--- Start Entries supplied ---

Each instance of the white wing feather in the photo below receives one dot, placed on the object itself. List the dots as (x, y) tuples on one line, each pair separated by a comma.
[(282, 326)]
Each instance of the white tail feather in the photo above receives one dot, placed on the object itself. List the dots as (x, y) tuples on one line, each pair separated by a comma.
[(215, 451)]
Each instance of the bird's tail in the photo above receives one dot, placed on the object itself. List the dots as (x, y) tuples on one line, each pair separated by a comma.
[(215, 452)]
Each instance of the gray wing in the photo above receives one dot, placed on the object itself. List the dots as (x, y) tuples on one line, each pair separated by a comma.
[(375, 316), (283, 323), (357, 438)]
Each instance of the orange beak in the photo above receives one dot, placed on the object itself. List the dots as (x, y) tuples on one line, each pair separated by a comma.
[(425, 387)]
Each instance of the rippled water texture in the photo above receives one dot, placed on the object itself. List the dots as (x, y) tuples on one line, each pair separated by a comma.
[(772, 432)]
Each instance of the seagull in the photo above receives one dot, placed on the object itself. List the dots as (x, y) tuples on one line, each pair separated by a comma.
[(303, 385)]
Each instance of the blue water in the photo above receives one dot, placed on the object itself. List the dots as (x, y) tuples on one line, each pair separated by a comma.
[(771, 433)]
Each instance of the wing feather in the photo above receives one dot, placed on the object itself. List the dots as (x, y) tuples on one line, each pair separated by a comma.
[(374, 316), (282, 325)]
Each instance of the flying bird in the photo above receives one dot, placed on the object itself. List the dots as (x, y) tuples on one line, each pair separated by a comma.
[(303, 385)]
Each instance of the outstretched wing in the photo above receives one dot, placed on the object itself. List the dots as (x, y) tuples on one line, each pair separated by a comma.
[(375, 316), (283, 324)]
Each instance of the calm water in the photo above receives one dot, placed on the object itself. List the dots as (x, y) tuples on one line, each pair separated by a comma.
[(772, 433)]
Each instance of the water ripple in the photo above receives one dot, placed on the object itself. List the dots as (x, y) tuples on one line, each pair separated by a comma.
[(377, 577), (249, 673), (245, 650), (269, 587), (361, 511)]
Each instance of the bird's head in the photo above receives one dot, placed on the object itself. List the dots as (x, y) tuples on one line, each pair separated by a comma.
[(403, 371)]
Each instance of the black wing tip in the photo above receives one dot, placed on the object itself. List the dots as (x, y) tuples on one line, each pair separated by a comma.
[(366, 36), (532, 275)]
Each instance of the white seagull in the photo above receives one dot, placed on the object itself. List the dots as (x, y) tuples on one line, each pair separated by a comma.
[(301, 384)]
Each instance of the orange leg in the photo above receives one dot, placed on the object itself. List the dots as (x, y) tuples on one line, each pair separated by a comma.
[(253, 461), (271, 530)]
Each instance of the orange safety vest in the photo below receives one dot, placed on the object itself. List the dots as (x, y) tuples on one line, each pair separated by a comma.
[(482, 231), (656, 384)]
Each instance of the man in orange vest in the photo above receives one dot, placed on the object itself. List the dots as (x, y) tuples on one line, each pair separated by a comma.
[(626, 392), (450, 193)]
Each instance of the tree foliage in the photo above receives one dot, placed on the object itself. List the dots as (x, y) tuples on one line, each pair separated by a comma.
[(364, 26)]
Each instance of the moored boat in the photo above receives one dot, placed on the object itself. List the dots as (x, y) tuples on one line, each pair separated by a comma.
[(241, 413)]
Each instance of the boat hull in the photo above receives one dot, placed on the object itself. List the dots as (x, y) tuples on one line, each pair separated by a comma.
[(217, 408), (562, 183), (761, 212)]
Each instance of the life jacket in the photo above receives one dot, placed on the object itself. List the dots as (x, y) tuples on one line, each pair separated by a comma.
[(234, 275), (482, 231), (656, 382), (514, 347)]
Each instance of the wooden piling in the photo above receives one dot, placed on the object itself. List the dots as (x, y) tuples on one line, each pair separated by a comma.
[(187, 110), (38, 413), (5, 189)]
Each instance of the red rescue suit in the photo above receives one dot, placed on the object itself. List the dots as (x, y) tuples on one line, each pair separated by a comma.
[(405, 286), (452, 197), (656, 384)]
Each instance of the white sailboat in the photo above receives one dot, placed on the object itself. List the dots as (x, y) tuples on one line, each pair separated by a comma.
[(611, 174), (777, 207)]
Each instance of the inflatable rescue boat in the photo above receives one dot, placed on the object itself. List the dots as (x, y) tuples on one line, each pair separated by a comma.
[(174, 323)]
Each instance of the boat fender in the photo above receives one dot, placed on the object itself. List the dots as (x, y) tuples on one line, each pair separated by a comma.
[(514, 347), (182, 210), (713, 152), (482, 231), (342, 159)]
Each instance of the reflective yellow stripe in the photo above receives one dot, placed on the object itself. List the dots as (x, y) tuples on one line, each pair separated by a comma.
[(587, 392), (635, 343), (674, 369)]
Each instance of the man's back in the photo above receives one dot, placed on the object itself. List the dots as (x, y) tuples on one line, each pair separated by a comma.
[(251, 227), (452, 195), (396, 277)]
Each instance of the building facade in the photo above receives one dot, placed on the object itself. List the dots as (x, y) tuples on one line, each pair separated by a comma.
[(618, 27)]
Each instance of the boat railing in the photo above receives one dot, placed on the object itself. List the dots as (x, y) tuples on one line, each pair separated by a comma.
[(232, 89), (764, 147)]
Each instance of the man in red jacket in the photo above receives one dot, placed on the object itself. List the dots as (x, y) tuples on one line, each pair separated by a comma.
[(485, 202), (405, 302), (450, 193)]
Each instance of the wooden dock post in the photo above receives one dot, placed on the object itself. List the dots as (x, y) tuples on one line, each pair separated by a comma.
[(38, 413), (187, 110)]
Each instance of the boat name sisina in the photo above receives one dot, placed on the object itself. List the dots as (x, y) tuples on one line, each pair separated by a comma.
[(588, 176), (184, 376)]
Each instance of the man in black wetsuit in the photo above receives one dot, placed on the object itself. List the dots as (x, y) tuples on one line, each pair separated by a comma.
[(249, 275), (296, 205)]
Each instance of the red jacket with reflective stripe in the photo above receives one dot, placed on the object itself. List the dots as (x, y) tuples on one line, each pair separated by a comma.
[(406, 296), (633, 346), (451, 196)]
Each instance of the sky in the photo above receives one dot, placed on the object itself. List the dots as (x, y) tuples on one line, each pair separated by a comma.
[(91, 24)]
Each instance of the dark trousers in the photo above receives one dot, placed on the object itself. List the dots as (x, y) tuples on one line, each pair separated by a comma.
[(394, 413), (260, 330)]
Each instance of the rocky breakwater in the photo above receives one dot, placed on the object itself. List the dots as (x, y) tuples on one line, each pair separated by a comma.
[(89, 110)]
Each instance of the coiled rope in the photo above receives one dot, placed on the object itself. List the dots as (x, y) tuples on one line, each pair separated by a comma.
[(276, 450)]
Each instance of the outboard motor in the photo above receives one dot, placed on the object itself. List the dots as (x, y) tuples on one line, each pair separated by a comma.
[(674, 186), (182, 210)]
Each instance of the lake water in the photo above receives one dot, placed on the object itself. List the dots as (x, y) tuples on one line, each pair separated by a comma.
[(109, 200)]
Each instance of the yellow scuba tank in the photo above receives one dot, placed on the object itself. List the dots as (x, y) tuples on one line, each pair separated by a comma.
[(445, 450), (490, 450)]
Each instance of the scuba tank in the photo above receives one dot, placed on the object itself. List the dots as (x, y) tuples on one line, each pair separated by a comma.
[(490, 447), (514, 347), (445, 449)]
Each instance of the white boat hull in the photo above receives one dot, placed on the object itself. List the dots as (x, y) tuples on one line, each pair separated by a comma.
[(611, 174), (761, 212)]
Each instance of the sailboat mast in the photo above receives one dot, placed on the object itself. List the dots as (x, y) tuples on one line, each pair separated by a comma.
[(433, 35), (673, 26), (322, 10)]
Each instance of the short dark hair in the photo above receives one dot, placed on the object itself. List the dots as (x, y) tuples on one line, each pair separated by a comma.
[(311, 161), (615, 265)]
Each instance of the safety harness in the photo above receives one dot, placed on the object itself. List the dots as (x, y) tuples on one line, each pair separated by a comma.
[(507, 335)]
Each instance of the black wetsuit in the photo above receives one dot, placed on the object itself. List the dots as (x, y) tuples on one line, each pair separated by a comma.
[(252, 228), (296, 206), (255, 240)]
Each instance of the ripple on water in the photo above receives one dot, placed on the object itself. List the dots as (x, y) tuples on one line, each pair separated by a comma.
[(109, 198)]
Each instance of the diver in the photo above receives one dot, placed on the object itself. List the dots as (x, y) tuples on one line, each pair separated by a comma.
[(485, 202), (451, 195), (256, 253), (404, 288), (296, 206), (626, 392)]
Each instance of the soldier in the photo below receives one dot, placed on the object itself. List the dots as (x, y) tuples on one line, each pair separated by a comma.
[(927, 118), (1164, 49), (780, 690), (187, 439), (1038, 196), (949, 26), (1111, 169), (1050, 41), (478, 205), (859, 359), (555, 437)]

--- End Entries supplied ---

**What is expected**: Can you reproduce, word for word, every line above from the line containing "Each instance of the red rescue" through the line containing "[(514, 347), (182, 210), (713, 152), (482, 231), (342, 159)]", keeping both of those lines?

**Task solution**:
Each instance of the red rescue suit in the photo above receives one dot, placed on the object itself. List the dots as (x, y) tuples on one line, each pair separated by a comma.
[(405, 286), (452, 197), (656, 384)]
Each instance of the white sailboat in the photo above receives one dot, placed on the object itself. List the dots as (x, y) tuples on one line, each pair separated by a comma.
[(611, 174), (777, 207)]
Each instance of the inflatable rescue boat in the photo above receives one dot, placed on the object itself. List the dots as (x, y) tuples on one line, each pair separated by a comma.
[(174, 323)]
Each instance of the boat fender in the photo above receives one dot, placed on the object itself. List the dots as (x, y) tuples on one line, each pair separated by a comma.
[(514, 347), (182, 210), (713, 152), (482, 231), (342, 159)]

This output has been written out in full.